◆ Records to process ◆

.....

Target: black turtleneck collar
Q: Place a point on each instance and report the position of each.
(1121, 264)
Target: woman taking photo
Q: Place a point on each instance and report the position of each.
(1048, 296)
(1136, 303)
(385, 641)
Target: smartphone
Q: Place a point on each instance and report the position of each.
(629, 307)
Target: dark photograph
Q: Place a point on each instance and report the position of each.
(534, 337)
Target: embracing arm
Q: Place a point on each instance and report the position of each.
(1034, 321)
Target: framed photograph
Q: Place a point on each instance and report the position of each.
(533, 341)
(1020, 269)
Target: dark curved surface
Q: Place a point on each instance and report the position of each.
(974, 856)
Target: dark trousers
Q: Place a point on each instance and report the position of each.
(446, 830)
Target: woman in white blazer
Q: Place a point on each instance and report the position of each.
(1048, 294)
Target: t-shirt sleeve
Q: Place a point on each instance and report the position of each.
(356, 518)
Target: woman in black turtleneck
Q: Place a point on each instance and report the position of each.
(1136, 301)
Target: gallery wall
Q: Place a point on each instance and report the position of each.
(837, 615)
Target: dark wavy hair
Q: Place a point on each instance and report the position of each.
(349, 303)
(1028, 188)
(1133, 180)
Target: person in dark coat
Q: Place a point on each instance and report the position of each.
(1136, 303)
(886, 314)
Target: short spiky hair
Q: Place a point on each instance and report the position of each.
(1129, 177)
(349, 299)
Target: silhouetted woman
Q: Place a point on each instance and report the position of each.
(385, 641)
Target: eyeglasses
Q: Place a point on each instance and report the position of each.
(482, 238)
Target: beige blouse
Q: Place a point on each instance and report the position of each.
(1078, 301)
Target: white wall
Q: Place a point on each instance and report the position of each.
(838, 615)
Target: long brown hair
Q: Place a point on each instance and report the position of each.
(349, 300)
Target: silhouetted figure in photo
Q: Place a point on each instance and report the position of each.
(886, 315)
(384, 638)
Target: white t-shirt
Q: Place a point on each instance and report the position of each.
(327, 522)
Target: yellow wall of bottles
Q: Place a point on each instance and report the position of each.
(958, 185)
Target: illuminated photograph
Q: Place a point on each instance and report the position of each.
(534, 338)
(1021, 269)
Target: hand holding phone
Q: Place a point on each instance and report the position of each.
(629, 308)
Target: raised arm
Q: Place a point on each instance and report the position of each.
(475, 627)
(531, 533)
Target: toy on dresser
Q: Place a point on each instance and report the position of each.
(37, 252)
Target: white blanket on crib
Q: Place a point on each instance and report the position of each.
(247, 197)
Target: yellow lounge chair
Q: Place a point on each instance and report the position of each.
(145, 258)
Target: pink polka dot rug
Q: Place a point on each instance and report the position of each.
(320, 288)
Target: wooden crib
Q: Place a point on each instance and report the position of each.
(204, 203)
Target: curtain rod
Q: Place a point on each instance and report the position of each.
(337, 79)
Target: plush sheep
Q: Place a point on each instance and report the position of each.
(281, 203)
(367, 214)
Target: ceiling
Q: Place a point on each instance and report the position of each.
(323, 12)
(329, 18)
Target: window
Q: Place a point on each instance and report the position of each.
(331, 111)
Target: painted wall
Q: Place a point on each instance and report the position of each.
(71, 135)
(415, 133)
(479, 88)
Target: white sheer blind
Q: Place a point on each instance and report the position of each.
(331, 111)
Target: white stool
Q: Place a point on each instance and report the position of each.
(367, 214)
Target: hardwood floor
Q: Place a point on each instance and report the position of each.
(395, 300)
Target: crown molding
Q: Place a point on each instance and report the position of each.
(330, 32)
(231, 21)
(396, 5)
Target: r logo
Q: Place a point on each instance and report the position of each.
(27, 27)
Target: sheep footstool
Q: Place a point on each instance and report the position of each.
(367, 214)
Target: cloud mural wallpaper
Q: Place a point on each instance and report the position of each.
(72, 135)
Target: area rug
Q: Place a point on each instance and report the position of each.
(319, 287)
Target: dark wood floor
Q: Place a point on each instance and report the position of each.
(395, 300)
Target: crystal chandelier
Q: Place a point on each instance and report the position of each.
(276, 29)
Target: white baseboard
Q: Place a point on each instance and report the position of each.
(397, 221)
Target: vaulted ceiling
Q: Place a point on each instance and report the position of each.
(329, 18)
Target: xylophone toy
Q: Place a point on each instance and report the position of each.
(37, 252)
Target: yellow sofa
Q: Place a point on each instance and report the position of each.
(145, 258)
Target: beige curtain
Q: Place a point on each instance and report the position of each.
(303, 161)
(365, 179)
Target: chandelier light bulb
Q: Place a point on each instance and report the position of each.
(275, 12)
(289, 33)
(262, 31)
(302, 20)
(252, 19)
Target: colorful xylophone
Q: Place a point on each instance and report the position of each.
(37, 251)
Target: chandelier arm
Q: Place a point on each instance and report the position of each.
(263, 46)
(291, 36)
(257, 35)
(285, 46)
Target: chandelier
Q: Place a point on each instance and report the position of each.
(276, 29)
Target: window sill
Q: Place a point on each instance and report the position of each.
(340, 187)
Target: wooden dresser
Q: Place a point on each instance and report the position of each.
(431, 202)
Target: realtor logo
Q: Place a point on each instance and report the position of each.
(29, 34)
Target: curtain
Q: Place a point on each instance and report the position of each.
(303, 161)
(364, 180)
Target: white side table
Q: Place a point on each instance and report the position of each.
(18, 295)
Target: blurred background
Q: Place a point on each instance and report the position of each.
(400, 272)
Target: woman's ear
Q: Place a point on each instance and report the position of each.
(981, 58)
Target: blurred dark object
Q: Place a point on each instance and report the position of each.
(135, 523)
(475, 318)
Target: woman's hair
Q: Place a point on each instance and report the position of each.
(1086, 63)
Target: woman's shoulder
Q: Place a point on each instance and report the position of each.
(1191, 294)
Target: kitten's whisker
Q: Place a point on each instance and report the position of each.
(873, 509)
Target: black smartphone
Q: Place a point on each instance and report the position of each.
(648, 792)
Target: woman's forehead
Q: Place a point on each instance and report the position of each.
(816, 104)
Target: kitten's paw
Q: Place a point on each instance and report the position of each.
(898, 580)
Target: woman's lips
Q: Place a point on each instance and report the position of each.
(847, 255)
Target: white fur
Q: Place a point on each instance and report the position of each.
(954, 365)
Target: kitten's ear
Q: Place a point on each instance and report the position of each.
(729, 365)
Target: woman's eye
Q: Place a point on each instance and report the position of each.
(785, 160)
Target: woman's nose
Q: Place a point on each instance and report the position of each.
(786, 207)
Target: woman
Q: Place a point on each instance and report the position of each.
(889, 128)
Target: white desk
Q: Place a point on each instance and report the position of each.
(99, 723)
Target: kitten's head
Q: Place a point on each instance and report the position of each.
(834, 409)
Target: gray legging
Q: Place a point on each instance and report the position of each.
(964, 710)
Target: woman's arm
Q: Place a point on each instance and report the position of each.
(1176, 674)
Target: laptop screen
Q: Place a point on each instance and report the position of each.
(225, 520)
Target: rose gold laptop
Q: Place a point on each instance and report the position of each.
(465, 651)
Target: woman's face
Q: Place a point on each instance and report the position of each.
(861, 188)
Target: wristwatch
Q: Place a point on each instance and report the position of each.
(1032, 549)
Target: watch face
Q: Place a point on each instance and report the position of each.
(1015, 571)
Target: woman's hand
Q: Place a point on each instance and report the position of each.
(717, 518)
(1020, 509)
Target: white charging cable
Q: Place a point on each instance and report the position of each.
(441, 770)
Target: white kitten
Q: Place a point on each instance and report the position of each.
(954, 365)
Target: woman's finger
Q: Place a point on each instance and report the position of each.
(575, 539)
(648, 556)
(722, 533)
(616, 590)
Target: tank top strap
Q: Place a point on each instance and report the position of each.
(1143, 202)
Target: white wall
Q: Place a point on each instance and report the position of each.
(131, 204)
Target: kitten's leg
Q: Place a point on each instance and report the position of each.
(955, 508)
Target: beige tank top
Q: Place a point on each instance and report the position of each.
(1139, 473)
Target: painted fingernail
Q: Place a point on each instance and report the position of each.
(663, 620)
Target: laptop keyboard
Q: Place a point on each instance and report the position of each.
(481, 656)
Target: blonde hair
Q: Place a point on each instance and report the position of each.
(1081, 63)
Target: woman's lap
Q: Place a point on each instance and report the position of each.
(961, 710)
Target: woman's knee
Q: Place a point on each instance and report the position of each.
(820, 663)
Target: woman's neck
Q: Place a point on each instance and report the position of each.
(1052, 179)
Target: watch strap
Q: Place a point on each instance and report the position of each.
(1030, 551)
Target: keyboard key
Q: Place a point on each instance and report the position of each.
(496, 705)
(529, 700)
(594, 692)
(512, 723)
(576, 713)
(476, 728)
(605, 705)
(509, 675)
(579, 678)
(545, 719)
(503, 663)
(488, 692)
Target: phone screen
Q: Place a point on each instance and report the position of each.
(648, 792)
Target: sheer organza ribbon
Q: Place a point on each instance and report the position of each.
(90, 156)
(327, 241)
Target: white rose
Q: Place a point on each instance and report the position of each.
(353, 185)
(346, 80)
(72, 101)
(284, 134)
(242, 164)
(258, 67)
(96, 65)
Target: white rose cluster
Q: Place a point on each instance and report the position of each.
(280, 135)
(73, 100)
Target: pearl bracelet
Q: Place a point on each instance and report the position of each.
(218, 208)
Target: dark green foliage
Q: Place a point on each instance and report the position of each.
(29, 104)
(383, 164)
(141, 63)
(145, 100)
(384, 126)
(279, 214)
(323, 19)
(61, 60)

.....

◆ Task instructions ◆
Please report the number of lines in the data that include the word "sheer", and add no other text.

◆ Reply ◆
2